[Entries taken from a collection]
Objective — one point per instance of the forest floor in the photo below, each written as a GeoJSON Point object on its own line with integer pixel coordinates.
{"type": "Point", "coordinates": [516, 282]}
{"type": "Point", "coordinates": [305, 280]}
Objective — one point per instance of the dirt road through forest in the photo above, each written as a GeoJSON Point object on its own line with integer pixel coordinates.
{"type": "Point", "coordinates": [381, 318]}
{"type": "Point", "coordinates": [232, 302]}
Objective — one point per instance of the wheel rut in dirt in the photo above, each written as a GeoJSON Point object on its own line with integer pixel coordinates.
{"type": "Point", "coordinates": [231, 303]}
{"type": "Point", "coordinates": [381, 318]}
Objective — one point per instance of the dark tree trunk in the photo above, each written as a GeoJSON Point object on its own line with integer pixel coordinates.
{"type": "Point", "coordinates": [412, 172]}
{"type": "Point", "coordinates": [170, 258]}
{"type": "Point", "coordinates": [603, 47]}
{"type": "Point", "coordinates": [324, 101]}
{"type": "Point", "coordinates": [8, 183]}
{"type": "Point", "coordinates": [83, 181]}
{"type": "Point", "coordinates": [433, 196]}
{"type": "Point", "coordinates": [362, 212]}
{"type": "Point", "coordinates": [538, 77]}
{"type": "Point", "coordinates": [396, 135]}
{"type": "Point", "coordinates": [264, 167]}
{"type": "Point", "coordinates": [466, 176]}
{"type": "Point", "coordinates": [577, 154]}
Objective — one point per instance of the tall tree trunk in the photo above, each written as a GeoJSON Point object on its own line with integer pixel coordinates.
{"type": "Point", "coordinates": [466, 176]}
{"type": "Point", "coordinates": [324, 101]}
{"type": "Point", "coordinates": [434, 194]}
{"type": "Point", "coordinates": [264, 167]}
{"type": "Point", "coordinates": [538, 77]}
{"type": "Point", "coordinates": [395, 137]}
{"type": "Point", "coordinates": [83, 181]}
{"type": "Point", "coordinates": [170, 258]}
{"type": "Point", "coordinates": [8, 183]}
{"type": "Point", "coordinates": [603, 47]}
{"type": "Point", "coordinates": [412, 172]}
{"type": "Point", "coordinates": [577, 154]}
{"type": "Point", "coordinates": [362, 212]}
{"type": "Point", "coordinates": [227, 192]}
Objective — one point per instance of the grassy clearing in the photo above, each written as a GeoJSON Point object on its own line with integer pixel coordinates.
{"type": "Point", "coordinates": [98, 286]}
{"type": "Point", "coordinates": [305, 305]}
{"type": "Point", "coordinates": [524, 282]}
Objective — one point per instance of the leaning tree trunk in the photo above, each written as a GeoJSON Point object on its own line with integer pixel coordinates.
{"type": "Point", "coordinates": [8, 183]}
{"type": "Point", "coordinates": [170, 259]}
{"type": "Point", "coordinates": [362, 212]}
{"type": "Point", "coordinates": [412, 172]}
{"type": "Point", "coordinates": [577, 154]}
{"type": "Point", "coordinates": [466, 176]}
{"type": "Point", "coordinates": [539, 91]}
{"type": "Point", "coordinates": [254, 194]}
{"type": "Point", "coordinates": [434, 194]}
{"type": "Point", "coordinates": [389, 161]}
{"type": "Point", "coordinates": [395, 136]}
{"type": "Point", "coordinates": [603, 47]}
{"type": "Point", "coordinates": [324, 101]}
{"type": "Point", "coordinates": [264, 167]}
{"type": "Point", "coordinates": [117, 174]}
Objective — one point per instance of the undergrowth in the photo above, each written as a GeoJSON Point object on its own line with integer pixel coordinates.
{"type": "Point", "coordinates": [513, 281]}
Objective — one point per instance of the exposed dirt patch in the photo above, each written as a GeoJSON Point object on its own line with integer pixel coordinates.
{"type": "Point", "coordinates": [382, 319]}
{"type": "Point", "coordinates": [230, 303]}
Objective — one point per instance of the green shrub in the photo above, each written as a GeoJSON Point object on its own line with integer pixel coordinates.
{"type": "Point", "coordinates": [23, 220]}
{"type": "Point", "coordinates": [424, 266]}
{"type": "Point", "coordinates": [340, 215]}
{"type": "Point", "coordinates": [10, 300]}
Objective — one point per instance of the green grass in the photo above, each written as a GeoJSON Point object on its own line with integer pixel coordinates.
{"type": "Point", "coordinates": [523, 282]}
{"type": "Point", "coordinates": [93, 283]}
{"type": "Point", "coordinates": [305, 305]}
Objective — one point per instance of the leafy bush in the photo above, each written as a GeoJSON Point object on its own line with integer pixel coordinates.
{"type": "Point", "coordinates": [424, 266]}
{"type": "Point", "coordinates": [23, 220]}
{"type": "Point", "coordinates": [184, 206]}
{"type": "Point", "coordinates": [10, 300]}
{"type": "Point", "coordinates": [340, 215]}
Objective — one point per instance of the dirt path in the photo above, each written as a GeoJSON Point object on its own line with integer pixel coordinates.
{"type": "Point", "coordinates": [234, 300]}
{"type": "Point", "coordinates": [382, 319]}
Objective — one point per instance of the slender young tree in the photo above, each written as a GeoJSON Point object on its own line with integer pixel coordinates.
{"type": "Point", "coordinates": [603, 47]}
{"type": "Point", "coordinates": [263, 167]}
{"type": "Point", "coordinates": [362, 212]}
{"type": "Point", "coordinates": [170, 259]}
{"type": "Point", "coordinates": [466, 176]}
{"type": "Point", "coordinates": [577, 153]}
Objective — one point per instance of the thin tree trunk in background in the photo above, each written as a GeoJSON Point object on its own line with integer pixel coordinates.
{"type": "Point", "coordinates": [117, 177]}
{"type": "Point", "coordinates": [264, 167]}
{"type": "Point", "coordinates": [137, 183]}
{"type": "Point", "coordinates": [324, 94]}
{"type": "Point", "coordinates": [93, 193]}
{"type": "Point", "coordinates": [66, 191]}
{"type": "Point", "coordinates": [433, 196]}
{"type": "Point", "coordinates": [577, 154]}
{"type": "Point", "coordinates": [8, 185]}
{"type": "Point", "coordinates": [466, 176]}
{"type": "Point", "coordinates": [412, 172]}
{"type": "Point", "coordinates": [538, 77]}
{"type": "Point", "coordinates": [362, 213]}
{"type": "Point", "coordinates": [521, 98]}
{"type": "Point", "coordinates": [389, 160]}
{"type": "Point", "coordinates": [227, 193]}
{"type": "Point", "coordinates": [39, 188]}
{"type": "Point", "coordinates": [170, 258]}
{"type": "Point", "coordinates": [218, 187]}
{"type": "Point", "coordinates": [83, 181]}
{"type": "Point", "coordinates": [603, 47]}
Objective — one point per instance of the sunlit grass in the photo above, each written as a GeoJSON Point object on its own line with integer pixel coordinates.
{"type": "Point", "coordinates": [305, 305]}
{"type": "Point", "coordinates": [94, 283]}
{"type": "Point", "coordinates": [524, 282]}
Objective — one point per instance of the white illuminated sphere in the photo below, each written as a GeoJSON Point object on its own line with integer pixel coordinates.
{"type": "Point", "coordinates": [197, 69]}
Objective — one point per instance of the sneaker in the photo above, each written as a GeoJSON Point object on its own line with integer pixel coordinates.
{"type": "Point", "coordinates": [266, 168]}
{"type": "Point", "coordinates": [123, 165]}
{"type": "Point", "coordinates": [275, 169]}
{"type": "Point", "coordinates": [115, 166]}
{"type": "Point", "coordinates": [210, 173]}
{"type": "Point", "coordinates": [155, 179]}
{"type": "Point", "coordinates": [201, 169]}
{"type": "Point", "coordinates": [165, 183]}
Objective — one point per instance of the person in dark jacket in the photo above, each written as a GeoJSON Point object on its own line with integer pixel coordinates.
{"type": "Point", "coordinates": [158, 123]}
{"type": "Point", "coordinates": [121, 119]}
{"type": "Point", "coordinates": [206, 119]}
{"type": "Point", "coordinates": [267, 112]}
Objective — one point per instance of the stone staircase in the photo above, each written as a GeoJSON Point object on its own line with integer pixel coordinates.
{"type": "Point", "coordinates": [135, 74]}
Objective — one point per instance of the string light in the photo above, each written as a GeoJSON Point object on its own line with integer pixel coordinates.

(The exercise): Everything from the line containing "Objective — one point per instance of the white" through the last line of the records must be given again exactly; leave out all other lines.

(Response below):
Objective — one point per instance of the white illuminated sphere in the photo below, each written as a GeoJSON Point object on its own line with integer pixel coordinates.
{"type": "Point", "coordinates": [197, 69]}
Objective — one point per instance of the sneaker in the photo above, each written as a GeoJSON Point object on its own line with integer pixel coordinates.
{"type": "Point", "coordinates": [266, 168]}
{"type": "Point", "coordinates": [123, 165]}
{"type": "Point", "coordinates": [275, 169]}
{"type": "Point", "coordinates": [115, 166]}
{"type": "Point", "coordinates": [210, 173]}
{"type": "Point", "coordinates": [155, 179]}
{"type": "Point", "coordinates": [201, 169]}
{"type": "Point", "coordinates": [165, 183]}
Objective — one point per instance of the person in dark jacket in the photo above, each written as a GeoJSON Point object on its own line with integer pixel coordinates.
{"type": "Point", "coordinates": [158, 123]}
{"type": "Point", "coordinates": [121, 119]}
{"type": "Point", "coordinates": [206, 119]}
{"type": "Point", "coordinates": [267, 112]}
Objective — one point per instance of the stone staircase in the photo above, each written as a GeoJSON Point object on its own line with integer pixel coordinates.
{"type": "Point", "coordinates": [135, 74]}
Objective — one point per instance of the string light in the photo above, each written as a GeoJSON Point object on its own line with integer pixel coordinates.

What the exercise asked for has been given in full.